The criticism of love, so far as it
goes beyond what is amusing and Gilbertian, is the
statement of a kind of arid soul-culture more sterile
than that of any cloister, the soul-culture of the
scientist who thinks he has found out, and can master,
the soul. It is a new asceticism, a denial of
nature, a suicide of the senses which may lead to some
literal suicide such as that in Rosmersholm,
or may feed the brain on some air unbreathable by
the body, as in When we Dead Awaken. It
is the old idea of self-sacrifice creeping back under
cover of a new idea of self-intensification; and it
comes, like asceticism, from a contempt of nature,
a distrust of nature, an abstract intellectual criticism
of nature.
Out of such material no poetry will
ever come; and none has come in Love’s Comedy.
In the prose play which followed, The Pretenders,
which is the dramatisation of an inner problem in the
form of a historical drama, there is a much nearer
approach to poetry. The stagecraft is still too
obvious; effect follows effect like thunder-claps;
there is melodrama in the tragedy; but the play is,
above all, the working-out of a few deep ideas, and
in these ideas there is both beauty and wisdom.
It was with the publication of Brand
that Ibsen became famous, not only in his own country,
but throughout Europe. The poem has been seriously
compared, even in England, with Hamlet; even
in Germany with Faust. A better comparison
is that which Mr. Gosse has made with Sidney Dobell’s
Balder. It is full of satire and common-sense,
of which there is little enough in Balder:
but not Balder is more abstract, or more inhuman
in its action. Types, not people, move in it;
their speech is doctrine, not utterance; it is rather
a tract than a poem. The technique of the verse,
if we can judge it from the brilliant translation
of Professor Herford, which reads almost everywhere
like an original, is more than sufficient for its
purpose; all this argumentative and abstract and realistic
material finds adequate expression in a verse which
has aptly been compared with the verse of Browning’s
Christmas-eve and Easter-day. The comparison
may be carried further, and it is disastrous to Ibsen.
Browning deals with hard matter, and can be boisterous;
but he is never, as Ibsen is always, pedestrian.
The poet, though, like St. Michael, he carry a sword,
must, like St. Michael, have wings. Ibsen has
no wings.
But there is another comparison by
which I think we can determine more precisely the
station and quality of Brand as poetry.
Take any one of the vigorous and vivid statements
of dogma, which are the very kernel of the poem, and
compare them with a few lines from Blake’s Everlasting
Gospel. There every line, with all its fighting
force, is pure poetry; it was conceived as poetry,
born as poetry, and can be changed into no other substance.
_ _ _ _ _ _ _
### REQUEST A
Return every line of the listing exactly as it appears, but leave out the pictures.
The listing has no connection to the Ibsen text.

[Pointing dataset excerpts]
_ _ _ _ _ _ _
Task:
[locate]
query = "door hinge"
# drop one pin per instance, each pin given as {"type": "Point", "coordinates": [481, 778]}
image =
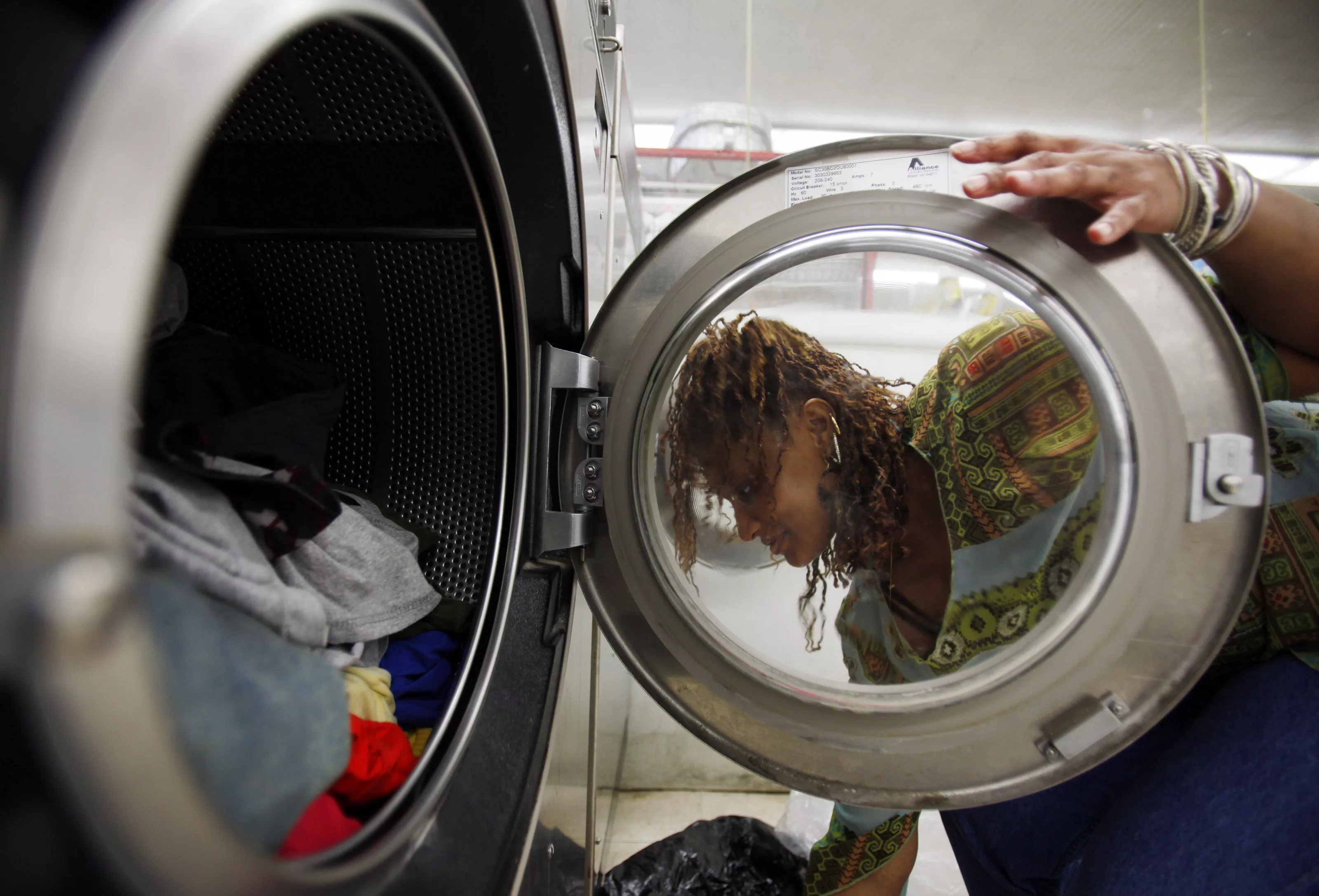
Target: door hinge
{"type": "Point", "coordinates": [1223, 476]}
{"type": "Point", "coordinates": [578, 379]}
_ _ _ _ _ _ _
### REQUEST B
According to the Ibsen text, whose translation of Brand reads almost everywhere like an original?

### FULL RESPONSE A
Task:
[locate]
query = "door hinge"
# drop one pin per instance, each pin given as {"type": "Point", "coordinates": [481, 778]}
image =
Target: door hinge
{"type": "Point", "coordinates": [1223, 476]}
{"type": "Point", "coordinates": [578, 379]}

### FULL RESPONSE B
Professor Herford's translation.